**WORK INSTRUCTION**
Pictures aside, write out every record exactly as it appears.

*** PROVIDED MATERIAL Section Begins ***

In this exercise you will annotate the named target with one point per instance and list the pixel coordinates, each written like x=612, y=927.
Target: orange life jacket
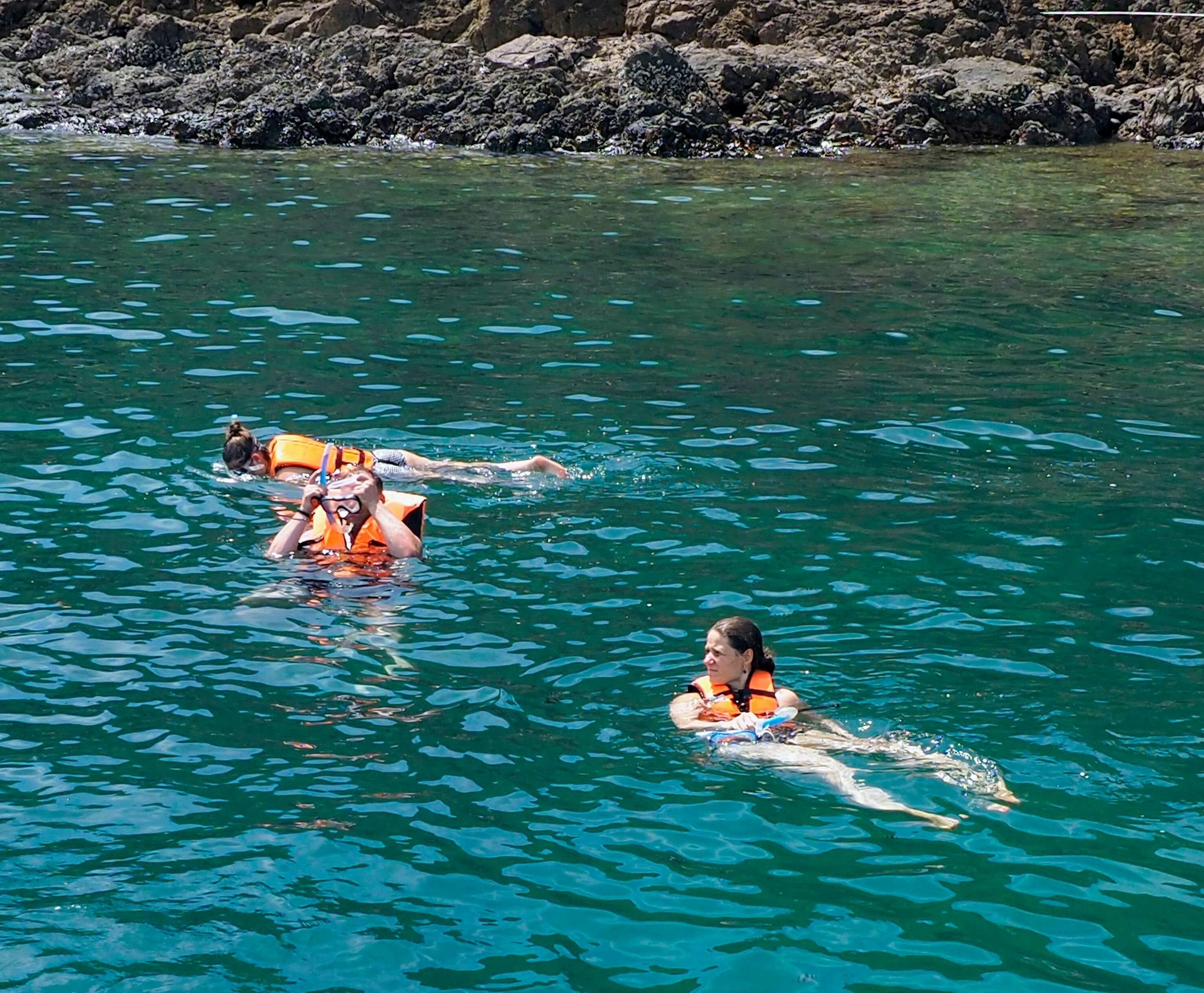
x=304, y=454
x=723, y=703
x=324, y=536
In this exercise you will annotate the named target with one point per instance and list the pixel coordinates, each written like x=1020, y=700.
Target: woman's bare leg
x=837, y=776
x=956, y=772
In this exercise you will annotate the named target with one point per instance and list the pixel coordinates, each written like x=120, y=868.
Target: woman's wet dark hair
x=240, y=446
x=742, y=635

*** PROVIDED MATERIAL Section Ends ***

**WRITTEN SOLUTION**
In this exercise you will annotate the named target with one point per instance and list the pixel coordinates, each written like x=612, y=927.
Target: orange life jacket
x=304, y=454
x=723, y=703
x=324, y=536
In this exercise you will annotate the named target with one point per instance and list the pixel coordinates, each written like x=1020, y=700.
Target: woman's bare leg
x=837, y=776
x=956, y=772
In this exercise you will annotate the named target with one point per instance and list the pixel coordinates, each written like x=120, y=868.
Target: woman's wet dark hair
x=240, y=446
x=742, y=635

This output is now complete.